- [Work order]:
Omit the pictures, then reproduce every remaining record exactly.

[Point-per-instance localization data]
..............................
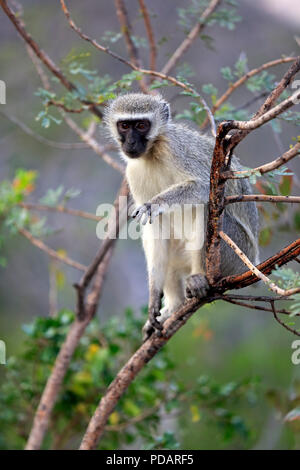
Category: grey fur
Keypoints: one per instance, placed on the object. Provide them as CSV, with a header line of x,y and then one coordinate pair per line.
x,y
175,169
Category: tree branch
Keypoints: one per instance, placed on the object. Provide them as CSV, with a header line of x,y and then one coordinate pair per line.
x,y
193,34
50,252
85,311
63,209
261,197
43,56
52,388
244,78
151,347
291,153
92,143
271,285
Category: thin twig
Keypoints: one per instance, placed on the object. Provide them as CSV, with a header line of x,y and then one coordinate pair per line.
x,y
66,210
246,77
261,197
92,143
193,34
291,153
251,306
153,73
43,140
291,330
43,56
50,252
150,34
61,365
151,347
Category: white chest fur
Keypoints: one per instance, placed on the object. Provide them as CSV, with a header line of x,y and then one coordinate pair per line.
x,y
147,178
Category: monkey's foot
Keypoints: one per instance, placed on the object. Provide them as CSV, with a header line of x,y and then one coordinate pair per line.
x,y
196,286
147,212
153,323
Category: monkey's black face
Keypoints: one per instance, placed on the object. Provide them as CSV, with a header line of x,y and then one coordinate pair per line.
x,y
133,135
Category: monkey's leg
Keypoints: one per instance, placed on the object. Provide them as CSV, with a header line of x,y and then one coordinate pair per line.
x,y
173,298
196,283
156,251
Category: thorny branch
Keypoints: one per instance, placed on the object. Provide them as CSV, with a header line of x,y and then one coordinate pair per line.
x,y
193,34
87,305
43,56
50,252
150,34
86,309
151,347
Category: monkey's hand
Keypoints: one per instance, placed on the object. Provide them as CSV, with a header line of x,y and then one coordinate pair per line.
x,y
148,211
196,286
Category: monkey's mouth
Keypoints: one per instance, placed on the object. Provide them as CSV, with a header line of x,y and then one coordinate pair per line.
x,y
133,153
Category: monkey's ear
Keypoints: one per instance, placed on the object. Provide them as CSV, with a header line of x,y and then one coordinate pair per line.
x,y
166,112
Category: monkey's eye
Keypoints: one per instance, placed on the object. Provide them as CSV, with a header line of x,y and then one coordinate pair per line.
x,y
123,126
142,125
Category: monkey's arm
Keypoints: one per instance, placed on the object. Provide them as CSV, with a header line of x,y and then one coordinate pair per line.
x,y
192,191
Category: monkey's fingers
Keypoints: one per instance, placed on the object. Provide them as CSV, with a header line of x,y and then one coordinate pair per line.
x,y
196,286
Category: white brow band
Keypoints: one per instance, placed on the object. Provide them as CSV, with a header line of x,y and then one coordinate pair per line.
x,y
129,116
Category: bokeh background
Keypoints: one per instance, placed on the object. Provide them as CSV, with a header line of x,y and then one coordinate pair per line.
x,y
225,342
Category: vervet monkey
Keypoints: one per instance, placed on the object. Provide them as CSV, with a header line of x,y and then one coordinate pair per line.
x,y
169,164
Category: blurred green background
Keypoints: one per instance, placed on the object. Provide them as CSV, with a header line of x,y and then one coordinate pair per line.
x,y
222,341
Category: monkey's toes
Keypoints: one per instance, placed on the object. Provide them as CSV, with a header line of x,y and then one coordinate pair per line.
x,y
148,330
196,286
153,314
142,213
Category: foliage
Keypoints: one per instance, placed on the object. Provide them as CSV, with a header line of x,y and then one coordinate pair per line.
x,y
157,394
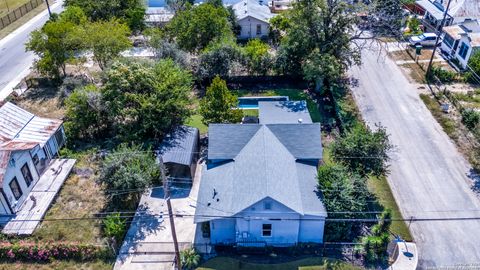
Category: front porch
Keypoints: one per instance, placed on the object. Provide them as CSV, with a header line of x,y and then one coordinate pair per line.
x,y
36,205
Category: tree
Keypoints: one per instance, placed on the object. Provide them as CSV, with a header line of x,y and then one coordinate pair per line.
x,y
364,150
145,101
343,194
195,27
106,39
132,12
189,258
55,43
317,28
219,58
130,168
375,245
259,60
219,105
85,116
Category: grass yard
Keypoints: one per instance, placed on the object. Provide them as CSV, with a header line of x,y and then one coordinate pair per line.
x,y
384,199
380,188
314,263
293,94
58,265
79,197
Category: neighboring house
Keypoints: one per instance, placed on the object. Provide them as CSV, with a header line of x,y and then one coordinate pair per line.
x,y
460,41
27,144
253,17
180,151
260,183
433,12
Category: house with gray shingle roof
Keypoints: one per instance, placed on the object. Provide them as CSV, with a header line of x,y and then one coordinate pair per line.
x,y
260,184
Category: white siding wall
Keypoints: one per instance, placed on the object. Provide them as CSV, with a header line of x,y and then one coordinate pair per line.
..............................
- [Answer to this exercise]:
Category: grey fur
Keypoints: one per instance, placed on the object. Provide them as CSV, with a header line of x,y and then one coordinate pair per line.
x,y
175,169
Category: tree branch
Keypoints: one per instance, placed on the object. Provide them as CSV, with a header line of x,y and then one coordinate pair per line.
x,y
193,34
50,252
85,311
63,209
261,197
43,56
52,388
244,78
151,347
291,153
92,143
271,285
Category: thin twig
Keypoints: one per instance, placed on the object. Provide them as CSV, with a header line of x,y and then one coordinate pair per line.
x,y
66,210
246,77
261,197
92,143
193,34
291,153
251,306
153,73
43,140
291,330
43,56
50,252
150,34
61,365
151,347
Category: white chest fur
Keypoints: one per instance, placed on the object. Provide them as CSV, with a header line of x,y and then one coordinate pair per line.
x,y
147,178
Category: monkey's foot
Keypoints: one per instance, placed on the object. Provide them as CSV, with a header line of x,y and then one coordinate pair per line.
x,y
196,286
147,212
153,323
Category: monkey's black face
Keypoints: one per instance, placed on the object. Provide them as CSV, with a header line of x,y and then one coordinate pair per line.
x,y
133,135
Category: monkey's leg
Keypoints: one per instance, placed on the object. Provide them as CSV, with a header line of x,y and then one coordinate pair per line.
x,y
173,298
196,283
156,251
Category: thorny branch
Keypoints: one per instance, placed on the object. Provide them as CSV, with a header line of x,y and then one coordinate pair per line.
x,y
193,34
87,305
43,56
50,252
150,34
86,309
151,347
Category: monkey's hand
Keypoints: one per instance, placed on the object. Provide them as CSV, with a header line of x,y and then one coordinate pair per line.
x,y
148,211
196,286
Category: monkey's mouth
Keypoints: one per instance, placed on the object. Provide them as CSV, with a header line of x,y and then one coordinate pair per line.
x,y
133,153
Category: monkey's ear
Keypoints: one per instance, placed on the object. Provide them as CSV, with a header line of x,y and then one coordinate pair per line.
x,y
166,112
Category: monkey's eye
Keypoints: one per instance, placed on the object. Provide them as CSV, with a header line of x,y and then one coordinate pair per line.
x,y
123,126
142,125
Category: monkey's arm
Keypoints: one per instance, placed on the object. Provide them as CSV, with a header line of x,y and then one coordinate pair per line.
x,y
192,191
Category: monkey's fingers
Keypoints: one per instance, placed on the object. Provide them as CSV, with a header line of x,y and then one coordinate pair per line.
x,y
196,286
Category: white brow band
Keypoints: one per instance, placed on the object. Provide them as CSV, with a header line of x,y and then one coordinate pair per line.
x,y
129,116
Category: bokeh background
Keypoints: one per instance, placed on the object. Provide them as CSV, with a header line of x,y and then one coordinate pair per line.
x,y
225,342
Category: vervet monkey
Keypoints: one per instance, placed on the object. Provide them as CSV, with a header line of x,y and then one coordinate pair per line.
x,y
169,164
Category: blurred green background
Keypoints: one per instance, placed on the object. Provide them as CSV, with a header line of x,y and then one coordinate pair per line.
x,y
222,341
Category: monkey's toes
Keypoints: one per instance, placed on the object. Provide them as CSV, with a header line of x,y and then one coordinate pair per line.
x,y
148,330
196,286
153,314
142,213
Category: foliage
Keypoints: one per instance, placed on the object. Provide them as CSV, with a header line of x,y and then one coordinate pair per line.
x,y
157,394
Category: front porch
Keypoints: one per instance, placed on the object. Provide them as CSV, with a header line of x,y and then one coordinate pair per line.
x,y
36,205
Category: tree
Keypoints: one per instance, placed on the object. Provide them as CSV, with a header line of x,y and then one coordinate pair per line.
x,y
364,150
145,101
343,194
195,27
106,39
132,12
189,258
55,43
317,28
219,58
130,168
375,245
259,60
219,105
85,116
Category: grass yard
Keypoints: one per instance, placed on the object. Provide them as CSV, with a header line of x,y and then one coordinate pair per line.
x,y
384,199
380,188
314,263
293,94
58,265
79,197
Category: neighboring house
Keypoints: one per instance, placed on the object. Provide them as CSV, with a header line of x,y and then one coordinate pair per line.
x,y
460,41
27,144
253,17
180,151
260,183
433,12
Category: house with gray shingle roof
Keypoints: one per instance, placed on the object. Provide them as CSV, with a header line of x,y and then one coordinate pair per line.
x,y
260,184
Category: white siding wall
Keypoints: one per instance, placed on the object. Provide them as CSV, with a header line of x,y and then one coordinate pair per line.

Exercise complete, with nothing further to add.